Rabu, 09 Mei 2012

Hubungan Kerja


BAB II
PEMBAHASAN

A. Hubungan Kerja
Hubungan kerja adalah hubungan antara pekerja dengan pengusaha yang terjadi setelah adanya perjanjian kerja. Dalam pasal 1 angka 15 Undang-Undangg No. 13 tahun 2003 tentang ketenagakerjaan disebutkan bahwa hubungan kerja adalah hubungan antara pengusaha dengan pekerja/buruh berdasarkan perjanjian kerja yang mempunyai unsur pekerjaan, upah, dan perintah.

Analisis dari pernyataan di atas: maksudnya hubungan kerja itu adalah hubungan yang hanya terjadi pada seseorang yang ingin maupun sedang bekerja pada orang lain. Hubungan kerja dilakukan setelah seorang pelamar kerja tersebut diterima ditempat dimana dia melamar pekerjaan tersebut.

B. Perjanjian Kerja
1. Pengertian Perjanjian Kerja
            Perjanjian kerja yang dalam bahasa Belanda disebut Arbeidsoverenkoms, mempunyai beberapa pengertian. Pasal 1601 a KUH Perdata memberikan pengertian sebagai berikut:
“Perjanjian kerja adalah suatu perjanjian di mana pihak kesatu (buruh), mengikatkan dirinya untuk di bawah perintah pihak lain, si majikan untuk suatu waktu tertentu melakukan pekerjaan dengan menerima upah”.
            Sedangkan pengertian perjanjian kerja menurut Undang-Undang Nomor 13 tahun 2003 tentang Ketenagakerjaan sifatnya lebih umum. Dapat dikatakan lebih umum karena menunjuk pada hubungan antara pekerja dan pengusaha yang memuat syarat-syarat kerja, hak dan kewajiban para pihak. Pengertian perjanjian kerja berdasarkan Undang-Undang No. 13 tahun 2003 ini tidak menyebutkan bentuk perjanjian kerja itu lisan atau tertulis, demikian juga mengenai jangka waktunya ditentukan atau tidak sebagaimana sebelumnya diatur dalam Undang-Undang No. 25 tahun 1997 tentang Ketenagakerjaan.




2. Unsur-unsur dalam Perjanjian Kerja
            Berdasarkan pengertian perjanjian kerja di atas, dapat ditarik beberapa unsur dari perjanijan kerja yakni:
a.       Adanya unsur work atau pekerjaan
Dalam suatu perjanjian kerja ada pekerjaan yang diperjanjikan, pekerjaan tersebut haruslah dilakukan sendiri oleh pekerja, hanya dengan seizin majikan dapat menyuruh orang lain.
Sifat pekerjaan yang dilakukan oleh pekerja itu sangat pribadi karena bersangkutan dengan keterampilan/keahliannya, maka menurut hukum jika pekerja meninggal dunia maka perjanjian kerja tersebut putus demi hukum.
b.      Adanya unsur Perintah
Manifestasi dari pekerjaan yang diberikan kepada pekerja oleh pengusaha adalah pekerja yang bersangkutan harus tunduk pada perintah pengusaha untuk melakukan pekerjaan sesuai dengan yang diperjanjikan.

§ TUGAS LATIHAN:
• 1. Terjemahkan kalimat dari teks tentang hubungan kerja ini ke dalam bahasa Inggris: "Hubungan kerja adalah hubungan antara pekerja dengan pengusaha yang terjadi setelah adanya perjanjian kerja."
• 2. Salin tanpa perubahan bagian teks tentang hubungan kerja yang dimulai pada kata-kata "b.      Adanya unsur" dan berhenti setelah kata-kata "dengan yang diperjanjikan.".
Kerjakan hanya berdasarkan teks tentang hubungan kerja.

§ Catatan dari sebuah set data:
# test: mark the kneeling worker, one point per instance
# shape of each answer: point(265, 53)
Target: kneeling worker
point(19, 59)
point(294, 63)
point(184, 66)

§ HASIL LATIHAN:
• 1. An employment relationship is a relationship between a worker and an employer that arises after an employment agreement exists.

• 2.
b.      Adanya unsur Perintah
Manifestasi dari pekerjaan yang diberikan kepada pekerja oleh pengusaha adalah pekerja yang bersangkutan harus tunduk pada perintah pengusaha untuk melakukan pekerjaan sesuai dengan yang diperjanjikan.